◆ Source passage:
=====

Recurrent ovarian cancers respond to cancer vaccine after 'reprogramming' with decitabine

Treatment with the drug decitabine prior to administration of chemotherapy and a cancer vaccine yielded clinical benefit for women with recurrent ovarian cancer, suggesting that this combinatorial chemoimmunotherapy may provide a new treatment option for patients with this disease, according to a study published in Cancer Immunology Research, a journal of the American Association for Cancer Research.

A prerequisite for a patient's immune system to recognize and attack his or her tumor is the presence of high levels of a protein not normally found in the patient's healthy cells. Proteins with this profile are called tumor antigens and can be good targets for anticancer vaccines.

"NY-ESO-1 is one of the few tumor antigens that have restricted expression in normal tissues but become aberrantly expressed in epithelial ovarian cancers and other solid tumors, so we focused on this antigen as the lead candidate for development of immunotherapy," said Kunle Odunsi, M.D., Ph.D., principal investigator of the study, the M. Steven Piver professor and chair of the Department of Gynecologic Oncology, and director of the Center for Immunotherapy at Roswell Park Cancer Institute in Buffalo, N.Y. "However, we observed that this antigen is not uniformly expressed by epithelial ovarian cancers, so our goal was to force the expression of NY-ESO-1 on cells in order to allow the immune system to recognize and attack them.

"Expression of NY-ESO-1 is regulated by an epigenetic process called DNA methylation. Therefore, we tested the hypothesis that epigenetic reprogramming of NY-ESO-1 using the demethylating agent decitabine will augment vaccine-induced immunity," he added. "Although clinical results were not a focus of this phase I trial, we saw evidence of clinical benefit in up to 60 percent of the patients with chemotherapy-resistant tumors. The combination of a demethylating agent, chemotherapy, and cancer vaccine may have enabled this remarkable effect."

Odunsi and colleagues conducted a phase I dose-escalation trial of decitabine, to which they recruited 12 women with that had not responded to multiple lines of chemotherapy, with an estimated progression-free survival time of three months. All patients received decitabine on day one, the chemotherapy drug doxorubicin on day eight, and the (NY-ESO-1 protein with Montanide and GM-CSF) on day 15.

In preclinical analysis reported as part of this study, the investigators established the best sequence of drug administration: decitabine was effective only when administered before chemotherapy, and it was ineffective if given after chemotherapy; vaccine administration was the last step.

=====

◆ Work to complete:
• a. According to the ovarian cancer article, what process regulates expression of NY-ESO-1?
• b. Translate this sentence from the ovarian cancer article into Spanish: "Proteins with this profile are called tumor antigens and can be good targets for anticancer vaccines."
• c. Decide whether each statement agrees with the ovarian cancer article, and support each answer with a quotation from it: (i) Decitabine was effective when given after chemotherapy. (ii) The study appeared in Cancer Immunology Research. (iii) Clinical results were the main focus of the phase I trial.
The data after this point has no connection to the ovarian cancer article.

=====

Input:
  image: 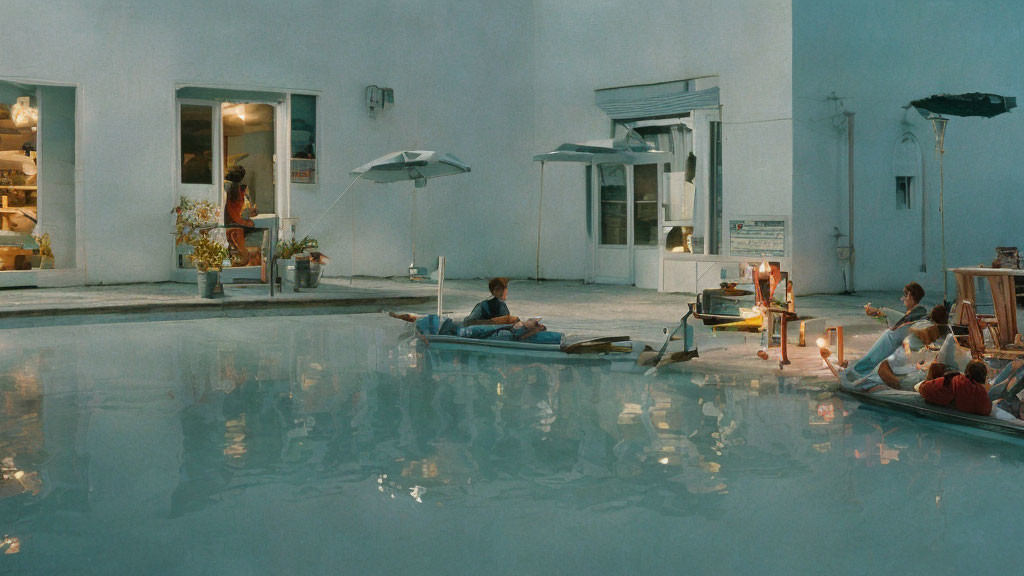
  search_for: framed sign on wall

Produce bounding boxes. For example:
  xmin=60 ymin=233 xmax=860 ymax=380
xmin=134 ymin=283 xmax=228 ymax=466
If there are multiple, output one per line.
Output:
xmin=729 ymin=216 xmax=788 ymax=258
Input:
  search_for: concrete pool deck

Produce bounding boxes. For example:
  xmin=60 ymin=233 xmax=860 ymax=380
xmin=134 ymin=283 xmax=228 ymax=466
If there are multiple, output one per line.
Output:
xmin=0 ymin=277 xmax=999 ymax=378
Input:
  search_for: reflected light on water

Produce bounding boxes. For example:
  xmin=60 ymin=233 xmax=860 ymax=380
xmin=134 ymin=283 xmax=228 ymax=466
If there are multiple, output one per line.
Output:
xmin=0 ymin=316 xmax=1024 ymax=575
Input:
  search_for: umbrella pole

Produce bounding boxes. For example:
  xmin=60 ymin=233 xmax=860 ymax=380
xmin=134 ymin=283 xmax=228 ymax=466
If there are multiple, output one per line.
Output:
xmin=939 ymin=143 xmax=949 ymax=303
xmin=535 ymin=162 xmax=545 ymax=284
xmin=410 ymin=188 xmax=416 ymax=268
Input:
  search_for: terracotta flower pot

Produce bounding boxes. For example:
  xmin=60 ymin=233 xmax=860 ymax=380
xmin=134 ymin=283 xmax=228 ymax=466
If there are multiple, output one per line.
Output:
xmin=196 ymin=270 xmax=220 ymax=298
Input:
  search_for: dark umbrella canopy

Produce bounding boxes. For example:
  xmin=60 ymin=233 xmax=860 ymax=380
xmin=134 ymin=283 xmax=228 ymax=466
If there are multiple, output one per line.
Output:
xmin=910 ymin=92 xmax=1017 ymax=118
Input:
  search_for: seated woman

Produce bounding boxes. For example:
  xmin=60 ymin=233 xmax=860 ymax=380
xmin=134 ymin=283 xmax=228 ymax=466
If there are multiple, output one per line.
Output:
xmin=224 ymin=164 xmax=259 ymax=266
xmin=914 ymin=360 xmax=992 ymax=416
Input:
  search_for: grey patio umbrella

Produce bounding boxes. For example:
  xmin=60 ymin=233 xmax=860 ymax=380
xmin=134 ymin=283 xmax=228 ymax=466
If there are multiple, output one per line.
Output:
xmin=904 ymin=92 xmax=1017 ymax=302
xmin=310 ymin=150 xmax=470 ymax=268
xmin=349 ymin=150 xmax=470 ymax=188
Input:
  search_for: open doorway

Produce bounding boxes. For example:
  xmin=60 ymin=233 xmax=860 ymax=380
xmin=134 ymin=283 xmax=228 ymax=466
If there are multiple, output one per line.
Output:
xmin=220 ymin=102 xmax=276 ymax=268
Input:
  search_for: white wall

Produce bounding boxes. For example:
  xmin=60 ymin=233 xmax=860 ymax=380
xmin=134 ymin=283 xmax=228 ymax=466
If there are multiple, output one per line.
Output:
xmin=0 ymin=0 xmax=534 ymax=283
xmin=522 ymin=0 xmax=793 ymax=282
xmin=793 ymin=0 xmax=1024 ymax=295
xmin=0 ymin=0 xmax=793 ymax=283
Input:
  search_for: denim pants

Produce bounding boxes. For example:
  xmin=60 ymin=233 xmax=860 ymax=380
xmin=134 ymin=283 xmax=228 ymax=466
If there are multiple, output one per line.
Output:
xmin=853 ymin=323 xmax=910 ymax=375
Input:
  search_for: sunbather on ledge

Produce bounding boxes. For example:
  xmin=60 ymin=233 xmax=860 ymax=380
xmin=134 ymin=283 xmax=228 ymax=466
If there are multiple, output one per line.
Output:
xmin=388 ymin=278 xmax=561 ymax=343
xmin=839 ymin=282 xmax=928 ymax=384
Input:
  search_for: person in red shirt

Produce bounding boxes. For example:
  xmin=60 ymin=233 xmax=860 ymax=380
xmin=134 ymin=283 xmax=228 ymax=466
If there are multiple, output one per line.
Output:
xmin=915 ymin=360 xmax=992 ymax=416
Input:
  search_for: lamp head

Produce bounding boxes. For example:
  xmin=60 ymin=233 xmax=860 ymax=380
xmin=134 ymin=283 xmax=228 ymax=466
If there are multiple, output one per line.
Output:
xmin=814 ymin=338 xmax=831 ymax=359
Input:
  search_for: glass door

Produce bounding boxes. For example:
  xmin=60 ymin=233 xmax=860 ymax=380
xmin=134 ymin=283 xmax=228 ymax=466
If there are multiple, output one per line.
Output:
xmin=591 ymin=164 xmax=633 ymax=284
xmin=630 ymin=163 xmax=662 ymax=288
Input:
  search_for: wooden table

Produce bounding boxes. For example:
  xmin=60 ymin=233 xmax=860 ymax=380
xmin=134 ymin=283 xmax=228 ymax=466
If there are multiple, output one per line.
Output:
xmin=949 ymin=268 xmax=1024 ymax=347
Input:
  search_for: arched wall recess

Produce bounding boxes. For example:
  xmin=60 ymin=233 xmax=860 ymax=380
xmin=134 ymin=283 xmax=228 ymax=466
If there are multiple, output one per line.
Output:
xmin=893 ymin=132 xmax=928 ymax=272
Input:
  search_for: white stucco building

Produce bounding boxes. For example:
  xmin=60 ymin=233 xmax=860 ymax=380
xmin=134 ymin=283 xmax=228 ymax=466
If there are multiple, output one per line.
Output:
xmin=0 ymin=0 xmax=1024 ymax=293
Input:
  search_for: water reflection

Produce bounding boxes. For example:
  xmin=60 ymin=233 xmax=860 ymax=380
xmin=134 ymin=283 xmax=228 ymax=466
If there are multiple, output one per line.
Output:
xmin=0 ymin=318 xmax=1024 ymax=565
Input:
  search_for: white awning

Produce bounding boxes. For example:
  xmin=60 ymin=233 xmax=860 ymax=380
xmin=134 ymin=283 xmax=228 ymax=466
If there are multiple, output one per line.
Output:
xmin=594 ymin=80 xmax=719 ymax=120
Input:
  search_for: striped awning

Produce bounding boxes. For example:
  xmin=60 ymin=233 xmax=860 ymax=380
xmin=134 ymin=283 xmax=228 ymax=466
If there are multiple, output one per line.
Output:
xmin=594 ymin=80 xmax=718 ymax=120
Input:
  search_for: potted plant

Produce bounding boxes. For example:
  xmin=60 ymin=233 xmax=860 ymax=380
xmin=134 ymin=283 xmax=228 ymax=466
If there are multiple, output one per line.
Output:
xmin=274 ymin=236 xmax=318 ymax=281
xmin=173 ymin=196 xmax=220 ymax=268
xmin=191 ymin=234 xmax=227 ymax=298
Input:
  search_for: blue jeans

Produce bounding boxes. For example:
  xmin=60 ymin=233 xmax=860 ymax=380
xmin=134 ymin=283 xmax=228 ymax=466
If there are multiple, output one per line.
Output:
xmin=853 ymin=323 xmax=910 ymax=375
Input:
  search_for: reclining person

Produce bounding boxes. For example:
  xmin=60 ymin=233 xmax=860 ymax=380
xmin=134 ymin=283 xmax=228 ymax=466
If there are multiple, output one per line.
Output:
xmin=988 ymin=360 xmax=1024 ymax=420
xmin=462 ymin=278 xmax=519 ymax=326
xmin=839 ymin=282 xmax=928 ymax=384
xmin=914 ymin=360 xmax=992 ymax=416
xmin=388 ymin=278 xmax=562 ymax=343
xmin=872 ymin=304 xmax=970 ymax=389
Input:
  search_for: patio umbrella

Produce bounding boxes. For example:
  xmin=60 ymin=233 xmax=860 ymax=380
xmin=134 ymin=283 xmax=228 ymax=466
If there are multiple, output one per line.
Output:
xmin=349 ymin=150 xmax=470 ymax=188
xmin=310 ymin=150 xmax=470 ymax=268
xmin=534 ymin=139 xmax=664 ymax=282
xmin=910 ymin=92 xmax=1017 ymax=118
xmin=909 ymin=92 xmax=1017 ymax=302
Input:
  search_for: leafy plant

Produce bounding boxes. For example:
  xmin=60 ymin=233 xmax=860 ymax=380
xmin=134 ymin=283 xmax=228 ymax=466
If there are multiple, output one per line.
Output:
xmin=173 ymin=196 xmax=220 ymax=246
xmin=274 ymin=236 xmax=319 ymax=260
xmin=190 ymin=234 xmax=227 ymax=272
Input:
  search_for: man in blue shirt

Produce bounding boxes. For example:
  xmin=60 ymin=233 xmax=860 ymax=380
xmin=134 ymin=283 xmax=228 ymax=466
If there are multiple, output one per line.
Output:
xmin=840 ymin=282 xmax=928 ymax=384
xmin=462 ymin=278 xmax=519 ymax=326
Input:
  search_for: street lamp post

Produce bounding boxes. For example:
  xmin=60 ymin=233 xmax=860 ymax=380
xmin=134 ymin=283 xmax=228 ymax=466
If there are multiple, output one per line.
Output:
xmin=928 ymin=114 xmax=949 ymax=303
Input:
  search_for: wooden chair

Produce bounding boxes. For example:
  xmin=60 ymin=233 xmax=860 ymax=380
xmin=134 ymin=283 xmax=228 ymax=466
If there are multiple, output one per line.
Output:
xmin=956 ymin=300 xmax=1024 ymax=360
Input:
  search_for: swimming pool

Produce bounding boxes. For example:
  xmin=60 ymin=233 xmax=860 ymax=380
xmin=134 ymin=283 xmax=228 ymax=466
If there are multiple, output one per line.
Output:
xmin=0 ymin=315 xmax=1024 ymax=575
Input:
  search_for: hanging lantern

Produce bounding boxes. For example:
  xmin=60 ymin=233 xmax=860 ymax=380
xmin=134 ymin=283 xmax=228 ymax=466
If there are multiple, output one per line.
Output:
xmin=10 ymin=96 xmax=39 ymax=128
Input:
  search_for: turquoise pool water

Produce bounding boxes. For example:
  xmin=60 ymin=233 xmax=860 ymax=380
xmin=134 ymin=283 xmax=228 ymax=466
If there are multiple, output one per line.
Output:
xmin=0 ymin=315 xmax=1024 ymax=575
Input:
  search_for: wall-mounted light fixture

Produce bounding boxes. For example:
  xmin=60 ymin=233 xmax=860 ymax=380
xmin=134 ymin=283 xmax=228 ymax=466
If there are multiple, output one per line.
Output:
xmin=367 ymin=84 xmax=394 ymax=118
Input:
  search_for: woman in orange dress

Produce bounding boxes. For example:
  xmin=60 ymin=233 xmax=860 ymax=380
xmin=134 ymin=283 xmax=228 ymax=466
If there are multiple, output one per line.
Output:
xmin=224 ymin=164 xmax=259 ymax=266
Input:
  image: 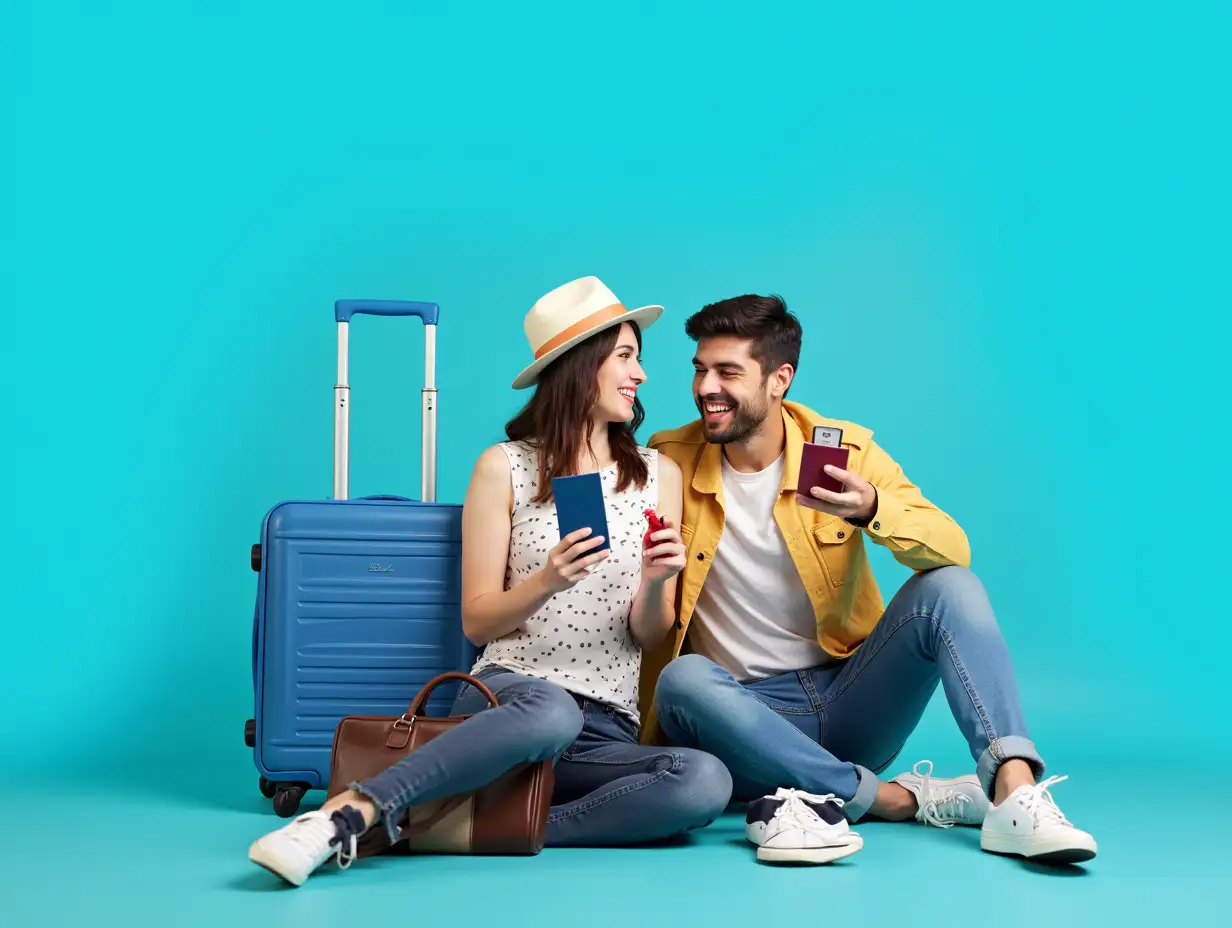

=====

◆ Task-by-task solutions:
• a. An epigenetic process called DNA methylation.

• b. Las proteínas con este perfil se denominan antígenos tumorales y pueden ser buenas dianas para las vacunas contra el cáncer.

• c.
(i) No: "it was ineffective if given after chemotherapy"
(ii) Yes: "according to a study published in Cancer Immunology Research"
(iii) No: "Although clinical results were not a focus of this phase I trial"